Written instruction:
Report how many lines of the entries contain the string "paved", matching case exactly. Give the number alone.

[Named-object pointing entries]

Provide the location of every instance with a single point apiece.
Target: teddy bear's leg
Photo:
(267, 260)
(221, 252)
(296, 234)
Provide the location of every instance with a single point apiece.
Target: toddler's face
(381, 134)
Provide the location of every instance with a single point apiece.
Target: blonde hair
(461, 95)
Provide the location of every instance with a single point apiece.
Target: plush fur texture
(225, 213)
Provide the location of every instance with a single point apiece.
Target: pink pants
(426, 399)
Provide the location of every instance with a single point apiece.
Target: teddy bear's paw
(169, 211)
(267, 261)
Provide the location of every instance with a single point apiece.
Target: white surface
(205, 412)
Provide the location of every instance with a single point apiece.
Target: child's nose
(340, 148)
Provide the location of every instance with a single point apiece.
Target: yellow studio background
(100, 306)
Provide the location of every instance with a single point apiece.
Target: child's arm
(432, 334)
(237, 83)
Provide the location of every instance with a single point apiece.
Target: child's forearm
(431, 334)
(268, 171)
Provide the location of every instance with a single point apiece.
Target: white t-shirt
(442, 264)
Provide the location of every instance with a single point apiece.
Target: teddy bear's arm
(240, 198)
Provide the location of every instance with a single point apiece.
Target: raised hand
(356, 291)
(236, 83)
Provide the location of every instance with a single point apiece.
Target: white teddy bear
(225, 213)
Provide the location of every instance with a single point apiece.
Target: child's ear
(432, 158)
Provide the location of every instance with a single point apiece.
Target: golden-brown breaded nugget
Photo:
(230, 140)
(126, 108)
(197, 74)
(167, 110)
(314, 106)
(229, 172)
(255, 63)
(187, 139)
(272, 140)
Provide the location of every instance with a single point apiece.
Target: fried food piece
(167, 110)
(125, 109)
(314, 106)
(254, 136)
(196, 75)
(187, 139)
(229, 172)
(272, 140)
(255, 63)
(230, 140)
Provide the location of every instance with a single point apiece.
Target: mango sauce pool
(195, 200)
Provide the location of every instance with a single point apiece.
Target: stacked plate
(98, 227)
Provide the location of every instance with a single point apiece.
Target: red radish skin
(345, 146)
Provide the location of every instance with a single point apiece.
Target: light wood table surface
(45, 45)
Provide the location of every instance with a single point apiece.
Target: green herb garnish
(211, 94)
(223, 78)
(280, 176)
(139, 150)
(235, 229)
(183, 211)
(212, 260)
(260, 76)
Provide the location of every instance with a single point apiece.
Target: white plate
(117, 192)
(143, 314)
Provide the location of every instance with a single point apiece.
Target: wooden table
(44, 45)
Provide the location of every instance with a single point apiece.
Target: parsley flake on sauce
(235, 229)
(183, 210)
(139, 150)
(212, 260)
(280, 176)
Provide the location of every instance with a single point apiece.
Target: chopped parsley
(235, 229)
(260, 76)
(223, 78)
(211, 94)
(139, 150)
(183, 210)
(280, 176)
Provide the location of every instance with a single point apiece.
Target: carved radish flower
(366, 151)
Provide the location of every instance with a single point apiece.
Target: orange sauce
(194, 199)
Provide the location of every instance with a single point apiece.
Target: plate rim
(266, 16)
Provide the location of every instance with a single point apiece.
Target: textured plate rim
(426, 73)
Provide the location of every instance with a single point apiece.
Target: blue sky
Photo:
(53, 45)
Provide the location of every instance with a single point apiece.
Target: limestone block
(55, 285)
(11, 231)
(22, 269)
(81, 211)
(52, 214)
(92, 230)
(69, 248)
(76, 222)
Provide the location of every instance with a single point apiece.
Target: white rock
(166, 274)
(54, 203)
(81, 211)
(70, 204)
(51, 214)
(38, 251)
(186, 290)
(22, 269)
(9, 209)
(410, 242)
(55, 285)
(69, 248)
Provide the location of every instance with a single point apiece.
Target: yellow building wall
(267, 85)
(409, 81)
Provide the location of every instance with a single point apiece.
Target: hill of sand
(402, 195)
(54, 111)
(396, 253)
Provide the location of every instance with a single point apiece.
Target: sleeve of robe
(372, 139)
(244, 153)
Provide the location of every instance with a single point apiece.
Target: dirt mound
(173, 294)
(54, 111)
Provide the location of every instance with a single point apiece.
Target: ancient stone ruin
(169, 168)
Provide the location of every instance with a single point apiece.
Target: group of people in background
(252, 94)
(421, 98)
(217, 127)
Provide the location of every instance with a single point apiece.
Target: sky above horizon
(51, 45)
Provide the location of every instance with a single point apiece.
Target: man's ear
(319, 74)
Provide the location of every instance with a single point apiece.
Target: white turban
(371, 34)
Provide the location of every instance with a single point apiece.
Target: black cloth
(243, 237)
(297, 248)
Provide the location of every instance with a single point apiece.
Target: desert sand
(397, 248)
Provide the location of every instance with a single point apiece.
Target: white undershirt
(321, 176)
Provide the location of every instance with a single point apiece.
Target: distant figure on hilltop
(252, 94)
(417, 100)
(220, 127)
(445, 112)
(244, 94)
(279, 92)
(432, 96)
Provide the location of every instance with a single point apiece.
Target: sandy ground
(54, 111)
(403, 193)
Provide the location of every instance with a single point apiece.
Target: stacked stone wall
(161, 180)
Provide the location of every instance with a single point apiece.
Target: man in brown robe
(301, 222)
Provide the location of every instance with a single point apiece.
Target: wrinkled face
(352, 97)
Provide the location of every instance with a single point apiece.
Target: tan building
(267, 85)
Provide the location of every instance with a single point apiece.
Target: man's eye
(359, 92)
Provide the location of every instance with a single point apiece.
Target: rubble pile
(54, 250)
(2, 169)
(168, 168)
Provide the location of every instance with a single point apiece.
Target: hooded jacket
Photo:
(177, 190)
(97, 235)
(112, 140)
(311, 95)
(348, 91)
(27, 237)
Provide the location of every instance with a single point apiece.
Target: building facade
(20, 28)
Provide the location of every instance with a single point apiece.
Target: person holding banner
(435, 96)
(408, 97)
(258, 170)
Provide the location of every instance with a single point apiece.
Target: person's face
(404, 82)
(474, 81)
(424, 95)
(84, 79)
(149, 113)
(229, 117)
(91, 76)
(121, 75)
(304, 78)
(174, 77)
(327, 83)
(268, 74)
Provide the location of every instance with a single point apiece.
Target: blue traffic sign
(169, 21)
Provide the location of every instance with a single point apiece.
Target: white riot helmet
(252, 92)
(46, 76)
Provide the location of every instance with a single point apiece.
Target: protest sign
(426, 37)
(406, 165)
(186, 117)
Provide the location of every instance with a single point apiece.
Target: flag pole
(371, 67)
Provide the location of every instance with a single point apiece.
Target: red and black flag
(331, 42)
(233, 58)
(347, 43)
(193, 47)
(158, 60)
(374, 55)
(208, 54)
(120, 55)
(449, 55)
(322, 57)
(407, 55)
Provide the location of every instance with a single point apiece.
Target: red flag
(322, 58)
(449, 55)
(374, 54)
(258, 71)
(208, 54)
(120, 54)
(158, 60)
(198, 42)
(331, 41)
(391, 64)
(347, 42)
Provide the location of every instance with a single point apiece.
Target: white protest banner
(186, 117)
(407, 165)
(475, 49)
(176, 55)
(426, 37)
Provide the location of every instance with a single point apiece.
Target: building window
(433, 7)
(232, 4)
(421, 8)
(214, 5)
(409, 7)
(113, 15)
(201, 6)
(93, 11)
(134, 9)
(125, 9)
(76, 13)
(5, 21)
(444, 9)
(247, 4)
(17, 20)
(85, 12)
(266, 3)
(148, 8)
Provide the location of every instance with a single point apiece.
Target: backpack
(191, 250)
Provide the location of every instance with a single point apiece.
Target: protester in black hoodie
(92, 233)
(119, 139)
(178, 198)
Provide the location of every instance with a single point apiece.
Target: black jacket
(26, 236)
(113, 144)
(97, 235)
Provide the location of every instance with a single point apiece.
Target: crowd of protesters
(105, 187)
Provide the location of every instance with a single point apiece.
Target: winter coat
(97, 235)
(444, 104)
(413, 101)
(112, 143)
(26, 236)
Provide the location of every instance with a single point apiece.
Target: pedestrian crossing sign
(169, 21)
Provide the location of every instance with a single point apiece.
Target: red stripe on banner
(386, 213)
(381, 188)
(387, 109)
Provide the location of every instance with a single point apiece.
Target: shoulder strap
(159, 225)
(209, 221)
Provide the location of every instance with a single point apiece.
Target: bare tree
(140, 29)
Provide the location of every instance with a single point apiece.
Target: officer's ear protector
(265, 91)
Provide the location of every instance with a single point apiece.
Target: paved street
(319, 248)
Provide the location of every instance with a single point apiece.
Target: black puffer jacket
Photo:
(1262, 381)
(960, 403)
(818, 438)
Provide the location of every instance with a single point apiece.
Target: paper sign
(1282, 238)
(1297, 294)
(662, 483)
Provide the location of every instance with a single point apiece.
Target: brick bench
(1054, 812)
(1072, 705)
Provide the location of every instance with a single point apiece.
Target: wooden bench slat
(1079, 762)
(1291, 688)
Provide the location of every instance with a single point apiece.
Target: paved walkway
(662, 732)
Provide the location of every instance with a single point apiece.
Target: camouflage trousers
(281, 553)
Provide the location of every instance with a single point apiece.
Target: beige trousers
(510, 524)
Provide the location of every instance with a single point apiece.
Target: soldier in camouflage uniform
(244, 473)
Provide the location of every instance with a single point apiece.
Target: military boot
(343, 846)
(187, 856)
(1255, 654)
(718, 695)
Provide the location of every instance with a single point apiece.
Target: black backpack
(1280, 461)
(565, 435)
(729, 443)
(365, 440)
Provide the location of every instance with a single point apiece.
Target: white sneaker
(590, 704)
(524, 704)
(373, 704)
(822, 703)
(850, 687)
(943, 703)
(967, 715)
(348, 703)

Response to the exercise:
2